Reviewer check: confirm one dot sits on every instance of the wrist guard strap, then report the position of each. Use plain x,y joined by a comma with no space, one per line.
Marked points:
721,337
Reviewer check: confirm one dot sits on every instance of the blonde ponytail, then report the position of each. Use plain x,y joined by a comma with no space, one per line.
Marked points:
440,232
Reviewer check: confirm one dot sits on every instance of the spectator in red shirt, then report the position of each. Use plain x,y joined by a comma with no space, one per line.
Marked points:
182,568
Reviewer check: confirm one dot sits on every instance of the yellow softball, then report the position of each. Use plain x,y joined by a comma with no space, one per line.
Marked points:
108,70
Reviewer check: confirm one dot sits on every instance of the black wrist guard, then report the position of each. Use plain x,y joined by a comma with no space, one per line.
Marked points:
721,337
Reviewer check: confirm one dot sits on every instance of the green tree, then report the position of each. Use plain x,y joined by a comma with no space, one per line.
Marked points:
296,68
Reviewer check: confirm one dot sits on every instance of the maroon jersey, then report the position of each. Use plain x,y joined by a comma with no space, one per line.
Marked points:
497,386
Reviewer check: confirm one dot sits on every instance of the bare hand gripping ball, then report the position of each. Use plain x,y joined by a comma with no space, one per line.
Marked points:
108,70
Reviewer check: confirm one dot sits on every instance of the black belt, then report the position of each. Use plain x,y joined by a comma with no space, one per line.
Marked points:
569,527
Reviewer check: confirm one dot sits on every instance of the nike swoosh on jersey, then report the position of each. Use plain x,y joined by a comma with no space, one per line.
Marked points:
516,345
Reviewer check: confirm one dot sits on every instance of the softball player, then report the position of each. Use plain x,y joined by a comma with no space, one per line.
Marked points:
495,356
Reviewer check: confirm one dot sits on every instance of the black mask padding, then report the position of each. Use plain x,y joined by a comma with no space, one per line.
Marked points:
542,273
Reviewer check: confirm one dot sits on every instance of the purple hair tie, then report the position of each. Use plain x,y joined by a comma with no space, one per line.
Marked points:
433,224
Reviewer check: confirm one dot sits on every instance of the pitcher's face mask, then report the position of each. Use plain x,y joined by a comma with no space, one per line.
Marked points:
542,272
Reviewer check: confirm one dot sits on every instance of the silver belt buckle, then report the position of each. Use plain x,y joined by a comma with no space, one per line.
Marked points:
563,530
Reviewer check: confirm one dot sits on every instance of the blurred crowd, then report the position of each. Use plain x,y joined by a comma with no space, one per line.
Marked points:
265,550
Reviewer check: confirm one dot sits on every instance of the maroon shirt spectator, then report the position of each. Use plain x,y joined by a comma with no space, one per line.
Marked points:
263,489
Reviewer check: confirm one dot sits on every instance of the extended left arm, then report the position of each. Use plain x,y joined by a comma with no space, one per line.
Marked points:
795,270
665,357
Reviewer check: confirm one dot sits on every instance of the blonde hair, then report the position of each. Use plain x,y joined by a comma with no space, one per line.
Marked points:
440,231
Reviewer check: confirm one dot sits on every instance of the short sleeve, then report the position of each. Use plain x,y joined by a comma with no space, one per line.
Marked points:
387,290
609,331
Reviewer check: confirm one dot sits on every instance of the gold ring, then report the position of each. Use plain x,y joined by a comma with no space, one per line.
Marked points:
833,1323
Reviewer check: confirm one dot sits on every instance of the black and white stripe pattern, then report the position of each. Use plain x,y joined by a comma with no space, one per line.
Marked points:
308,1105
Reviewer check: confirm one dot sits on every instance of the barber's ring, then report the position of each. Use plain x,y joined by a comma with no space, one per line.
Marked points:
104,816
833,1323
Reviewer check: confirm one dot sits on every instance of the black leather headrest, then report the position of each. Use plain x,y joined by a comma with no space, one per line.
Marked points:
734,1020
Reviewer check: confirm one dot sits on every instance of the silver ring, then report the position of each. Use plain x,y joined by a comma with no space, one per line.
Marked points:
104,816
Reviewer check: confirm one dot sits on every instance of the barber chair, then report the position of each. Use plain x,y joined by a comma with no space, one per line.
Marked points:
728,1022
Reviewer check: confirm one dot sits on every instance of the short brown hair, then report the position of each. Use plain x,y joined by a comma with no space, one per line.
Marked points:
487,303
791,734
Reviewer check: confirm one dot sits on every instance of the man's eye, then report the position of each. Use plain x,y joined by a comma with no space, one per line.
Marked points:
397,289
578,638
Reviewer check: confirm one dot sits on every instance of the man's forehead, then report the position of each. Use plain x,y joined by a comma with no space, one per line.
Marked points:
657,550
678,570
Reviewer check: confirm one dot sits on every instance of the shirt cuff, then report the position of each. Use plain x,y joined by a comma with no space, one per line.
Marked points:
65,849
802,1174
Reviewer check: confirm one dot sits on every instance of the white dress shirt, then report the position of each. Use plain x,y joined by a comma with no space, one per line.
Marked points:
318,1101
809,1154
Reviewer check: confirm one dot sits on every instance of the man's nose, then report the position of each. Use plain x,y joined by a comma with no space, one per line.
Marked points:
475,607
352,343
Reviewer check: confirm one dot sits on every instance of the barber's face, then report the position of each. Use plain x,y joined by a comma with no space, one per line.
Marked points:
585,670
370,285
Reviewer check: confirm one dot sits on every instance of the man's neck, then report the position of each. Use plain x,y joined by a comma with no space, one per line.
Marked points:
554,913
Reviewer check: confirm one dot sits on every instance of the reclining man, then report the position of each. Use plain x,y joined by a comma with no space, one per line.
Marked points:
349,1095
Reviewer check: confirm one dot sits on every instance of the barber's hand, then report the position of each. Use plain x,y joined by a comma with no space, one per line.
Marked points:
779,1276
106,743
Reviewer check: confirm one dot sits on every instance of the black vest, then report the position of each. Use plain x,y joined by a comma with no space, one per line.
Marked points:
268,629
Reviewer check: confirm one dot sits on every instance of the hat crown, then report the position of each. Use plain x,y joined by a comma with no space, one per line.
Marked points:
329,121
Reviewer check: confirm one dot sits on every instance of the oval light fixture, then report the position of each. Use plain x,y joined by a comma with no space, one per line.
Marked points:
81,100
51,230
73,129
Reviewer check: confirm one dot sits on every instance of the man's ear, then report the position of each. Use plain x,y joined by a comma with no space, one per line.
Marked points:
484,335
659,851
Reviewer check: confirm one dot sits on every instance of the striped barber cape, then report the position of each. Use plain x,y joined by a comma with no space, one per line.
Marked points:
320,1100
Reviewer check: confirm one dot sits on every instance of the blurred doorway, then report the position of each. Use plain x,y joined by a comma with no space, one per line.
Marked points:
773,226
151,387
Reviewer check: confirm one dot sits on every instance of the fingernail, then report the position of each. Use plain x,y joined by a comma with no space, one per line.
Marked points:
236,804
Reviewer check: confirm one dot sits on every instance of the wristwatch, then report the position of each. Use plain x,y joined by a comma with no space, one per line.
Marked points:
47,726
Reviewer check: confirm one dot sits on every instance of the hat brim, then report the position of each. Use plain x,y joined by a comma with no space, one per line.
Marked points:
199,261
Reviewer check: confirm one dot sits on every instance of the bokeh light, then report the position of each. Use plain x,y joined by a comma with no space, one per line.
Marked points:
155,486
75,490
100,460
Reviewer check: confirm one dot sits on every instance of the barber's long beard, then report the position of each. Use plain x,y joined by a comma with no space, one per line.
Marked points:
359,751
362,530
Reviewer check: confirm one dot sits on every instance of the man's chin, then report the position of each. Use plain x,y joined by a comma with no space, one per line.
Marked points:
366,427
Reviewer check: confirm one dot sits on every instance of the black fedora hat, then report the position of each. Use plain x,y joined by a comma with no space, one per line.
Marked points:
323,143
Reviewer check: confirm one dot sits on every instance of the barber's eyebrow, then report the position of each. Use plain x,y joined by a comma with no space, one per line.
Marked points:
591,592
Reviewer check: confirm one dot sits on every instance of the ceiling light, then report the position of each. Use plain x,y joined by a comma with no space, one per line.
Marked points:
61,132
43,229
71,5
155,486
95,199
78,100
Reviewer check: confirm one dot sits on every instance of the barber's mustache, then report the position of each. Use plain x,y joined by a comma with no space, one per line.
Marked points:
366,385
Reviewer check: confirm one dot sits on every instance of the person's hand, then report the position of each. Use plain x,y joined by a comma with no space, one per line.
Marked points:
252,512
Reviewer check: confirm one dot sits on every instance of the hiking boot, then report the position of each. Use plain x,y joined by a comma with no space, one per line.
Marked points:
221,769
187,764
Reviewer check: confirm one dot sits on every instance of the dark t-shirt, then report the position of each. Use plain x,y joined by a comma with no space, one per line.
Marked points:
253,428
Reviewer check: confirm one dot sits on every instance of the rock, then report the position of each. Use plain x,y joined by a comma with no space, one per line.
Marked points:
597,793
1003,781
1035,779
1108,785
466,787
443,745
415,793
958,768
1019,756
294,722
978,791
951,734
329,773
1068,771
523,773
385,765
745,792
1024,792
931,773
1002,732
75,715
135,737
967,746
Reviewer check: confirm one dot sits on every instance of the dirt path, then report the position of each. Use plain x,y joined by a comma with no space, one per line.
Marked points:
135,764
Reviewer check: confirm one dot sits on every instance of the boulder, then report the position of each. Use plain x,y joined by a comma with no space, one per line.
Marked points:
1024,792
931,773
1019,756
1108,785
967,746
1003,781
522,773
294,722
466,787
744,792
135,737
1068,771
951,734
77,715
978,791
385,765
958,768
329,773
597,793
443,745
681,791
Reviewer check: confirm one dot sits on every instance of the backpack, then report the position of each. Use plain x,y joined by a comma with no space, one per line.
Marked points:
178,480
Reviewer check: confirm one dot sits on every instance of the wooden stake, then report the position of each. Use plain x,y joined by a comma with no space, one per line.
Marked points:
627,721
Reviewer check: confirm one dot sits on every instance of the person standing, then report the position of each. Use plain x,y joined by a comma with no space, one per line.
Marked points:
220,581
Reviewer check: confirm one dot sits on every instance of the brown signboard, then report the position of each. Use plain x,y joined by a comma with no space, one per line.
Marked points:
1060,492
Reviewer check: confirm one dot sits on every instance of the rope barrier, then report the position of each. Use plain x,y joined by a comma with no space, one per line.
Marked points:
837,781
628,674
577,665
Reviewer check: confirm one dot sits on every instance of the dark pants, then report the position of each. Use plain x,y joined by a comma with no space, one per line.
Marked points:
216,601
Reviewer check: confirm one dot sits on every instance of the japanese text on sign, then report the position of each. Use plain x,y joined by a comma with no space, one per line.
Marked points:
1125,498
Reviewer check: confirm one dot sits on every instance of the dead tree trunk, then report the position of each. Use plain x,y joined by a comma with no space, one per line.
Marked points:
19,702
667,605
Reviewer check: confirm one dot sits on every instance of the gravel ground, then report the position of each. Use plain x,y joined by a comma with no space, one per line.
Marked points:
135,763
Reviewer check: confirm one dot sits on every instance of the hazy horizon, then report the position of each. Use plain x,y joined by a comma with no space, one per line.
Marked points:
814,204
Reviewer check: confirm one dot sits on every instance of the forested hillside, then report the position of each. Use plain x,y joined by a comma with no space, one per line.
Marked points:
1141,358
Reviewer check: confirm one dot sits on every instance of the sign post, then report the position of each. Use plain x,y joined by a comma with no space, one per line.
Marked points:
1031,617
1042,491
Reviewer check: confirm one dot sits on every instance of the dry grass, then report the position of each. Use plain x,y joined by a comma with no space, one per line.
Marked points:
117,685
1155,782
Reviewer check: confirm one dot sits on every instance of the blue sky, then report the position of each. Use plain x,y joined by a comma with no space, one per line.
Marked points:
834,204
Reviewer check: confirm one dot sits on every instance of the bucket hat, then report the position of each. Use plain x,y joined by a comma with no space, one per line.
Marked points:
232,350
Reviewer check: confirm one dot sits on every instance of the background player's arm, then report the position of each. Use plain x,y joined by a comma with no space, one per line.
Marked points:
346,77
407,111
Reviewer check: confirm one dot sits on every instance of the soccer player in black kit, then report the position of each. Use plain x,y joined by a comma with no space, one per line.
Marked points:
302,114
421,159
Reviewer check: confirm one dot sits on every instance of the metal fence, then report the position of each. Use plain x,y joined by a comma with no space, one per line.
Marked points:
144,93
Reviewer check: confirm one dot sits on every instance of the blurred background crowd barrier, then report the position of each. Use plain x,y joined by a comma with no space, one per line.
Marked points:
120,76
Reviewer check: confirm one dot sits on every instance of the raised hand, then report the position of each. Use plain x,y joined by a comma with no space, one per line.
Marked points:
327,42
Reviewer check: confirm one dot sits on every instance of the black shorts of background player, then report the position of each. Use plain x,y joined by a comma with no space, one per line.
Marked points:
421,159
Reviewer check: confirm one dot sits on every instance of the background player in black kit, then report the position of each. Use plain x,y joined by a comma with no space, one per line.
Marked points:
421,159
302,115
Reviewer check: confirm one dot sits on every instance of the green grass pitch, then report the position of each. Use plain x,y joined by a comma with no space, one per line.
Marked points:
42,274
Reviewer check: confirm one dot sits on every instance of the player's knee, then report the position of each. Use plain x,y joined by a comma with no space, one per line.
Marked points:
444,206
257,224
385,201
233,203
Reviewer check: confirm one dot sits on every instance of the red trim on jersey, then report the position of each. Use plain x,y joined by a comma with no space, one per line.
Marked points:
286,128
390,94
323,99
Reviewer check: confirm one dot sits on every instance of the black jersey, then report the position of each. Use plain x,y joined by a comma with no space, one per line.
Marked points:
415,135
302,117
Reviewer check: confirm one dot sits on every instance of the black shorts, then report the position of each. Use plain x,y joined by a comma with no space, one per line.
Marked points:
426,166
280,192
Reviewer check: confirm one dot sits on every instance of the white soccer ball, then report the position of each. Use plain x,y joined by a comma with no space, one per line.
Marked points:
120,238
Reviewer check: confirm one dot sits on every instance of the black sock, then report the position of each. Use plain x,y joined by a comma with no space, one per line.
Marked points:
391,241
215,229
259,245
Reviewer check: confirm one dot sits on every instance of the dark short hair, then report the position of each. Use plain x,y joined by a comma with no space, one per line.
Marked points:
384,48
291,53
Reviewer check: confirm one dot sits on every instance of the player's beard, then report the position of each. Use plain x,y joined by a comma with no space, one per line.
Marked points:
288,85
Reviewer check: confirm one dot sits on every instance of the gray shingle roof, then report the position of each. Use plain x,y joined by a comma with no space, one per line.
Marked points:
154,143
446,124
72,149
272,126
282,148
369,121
..........
→ Your instructions
The lines to quote run from the one containing "the dark short" through the final line of the material above; please give them exactly, both ends included, and nothing else.

→ Result of the exercise
Reviewer check: confirm one dot sits on every instance of the dark short hair, then report the position of each. Use plain x,y joined by a comma with no space, one per line.
Marked points:
384,48
291,53
Reviewer check: confirm one dot sits on every instance of the player's beard, then report the position of each. Use plain x,y joined by a comma with no space, one per line.
Marked points:
288,85
Reviewer check: confirm one dot sits on every instance of the gray shingle roof, then report the position of each. Use plain x,y joined by a comma with no space, one per line.
Marked points:
154,143
446,124
72,149
272,126
282,148
369,121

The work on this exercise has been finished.